▶ TASK SET:
a. Return the stretch of the personal blog post from "it's Been a" through "a beautiful family.", copied word for word.
b. Continue the personal blog post from the point where it stops.

▶ PAGE EXTRACT:
* * * * *

Sunday, October 15, 2023

it's Been a Minute.


    I don't know where I left off. I left my wife and kids. This ruined everyone's lives.  

     I was implicated  in an impaired driving suit that killed a beautiful family. 

    

     I developed an impressively destructive substance abuse pattern trying to live with the loneliness and guilt of destroying my family. 

     I went through 3 relationships after that, one of which still really hurts, one of which was pretty fucking traumatizing, one of which was really unfair to the other person, as I was in a state of complete dissociation the entire time and used her as escape.

     I was diagnosed with Borderline Personality Disorder after the last relationship, and have been dabbling in videos, articles and chats about DBT, mindfulness and such.

 .    I've been radicalized a couple of times, sliding further to the left politically all the time.

* * * * *

▶ ENTRIES PROVIDED:
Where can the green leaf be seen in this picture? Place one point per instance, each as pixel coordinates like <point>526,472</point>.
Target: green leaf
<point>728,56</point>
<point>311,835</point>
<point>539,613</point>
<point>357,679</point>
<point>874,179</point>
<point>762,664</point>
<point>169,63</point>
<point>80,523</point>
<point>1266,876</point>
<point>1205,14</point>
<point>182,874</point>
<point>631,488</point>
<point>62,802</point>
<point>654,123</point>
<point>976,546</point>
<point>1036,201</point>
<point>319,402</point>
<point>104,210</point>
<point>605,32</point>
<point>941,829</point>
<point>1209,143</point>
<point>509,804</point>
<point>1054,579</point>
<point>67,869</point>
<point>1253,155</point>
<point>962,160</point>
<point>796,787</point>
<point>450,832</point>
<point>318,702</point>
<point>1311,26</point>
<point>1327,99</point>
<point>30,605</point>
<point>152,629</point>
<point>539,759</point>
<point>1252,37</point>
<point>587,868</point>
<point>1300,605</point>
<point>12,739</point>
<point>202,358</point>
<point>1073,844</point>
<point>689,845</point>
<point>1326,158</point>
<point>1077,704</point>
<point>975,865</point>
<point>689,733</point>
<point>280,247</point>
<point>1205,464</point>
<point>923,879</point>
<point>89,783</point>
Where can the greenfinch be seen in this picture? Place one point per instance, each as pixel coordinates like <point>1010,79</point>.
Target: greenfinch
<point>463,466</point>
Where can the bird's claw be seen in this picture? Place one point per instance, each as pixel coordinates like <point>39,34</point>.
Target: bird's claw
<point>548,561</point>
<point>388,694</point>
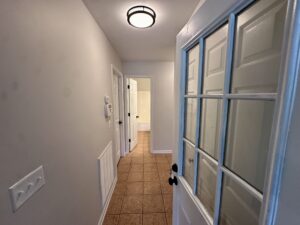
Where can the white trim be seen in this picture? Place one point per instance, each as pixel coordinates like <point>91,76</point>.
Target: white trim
<point>126,77</point>
<point>116,71</point>
<point>162,151</point>
<point>142,126</point>
<point>102,216</point>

* * * * *

▶ ANSWERS BY ITEM NUMBER:
a.
it's Been a Minute.


    I don't know where I left off. I left my wife and kids. This ruined everyone's lives.  

     I was implicated  in an impaired driving suit that killed a beautiful family.

b.
 .    I'm trying not to become obsessive about politics and other demons that consume me ,and mindfulness techniques have been pretty helpful. I lost my father over the last few years as well, had no relationship with my kids. I went homeless a couple of times, cut off a lot of friendships during COVID, isolated, went to rehab a couple of times. I lived in one of the worst buildings in the city, amidst the social detritus of the addictions and mental health pandemic. I didn't realize it l, but I stopped eating.  I had no appetite, would seldom hit 1000 calories per day.  That level of malnutrition causes a lot twisted thinking.  I attempted suicide twice in that time.  When I realized it, saw how crazy I'd gone, I decided I needed to climb out.  I hadn't worked in at least a year, and my last few jobs had ended badly, as I was incapable of giving any fucks about anything (dissociation). 

     I took advantage of some employment funding, and I got certified as an Emergency Medical Responder.   I needed it to get work as a remote camp cook and medic opportunity a friend had turned me on to. I clawed my way out of the hole I'd been living in. 

    I've been spending half my life in tents in forests and mountains across the north since then.  About 3 years now.
     I've been single for about 3 years as well now. Primarily due to learning that unmanaged BPD destroys people.  I can very much relate to the old Sanskrit "I am become death, destroyer of worlds."  I also learned that when not in a relationship, one with BPD is virtually asymptomatic, and I don't want to jeopardize my re-integration to the world getting all fucked over some fallen angel or broken-winged dove.

     More recently I got out of  the cesspool of downtown.  

      I live with a room mate now, a girl I worked with a decade ago, purely platonic.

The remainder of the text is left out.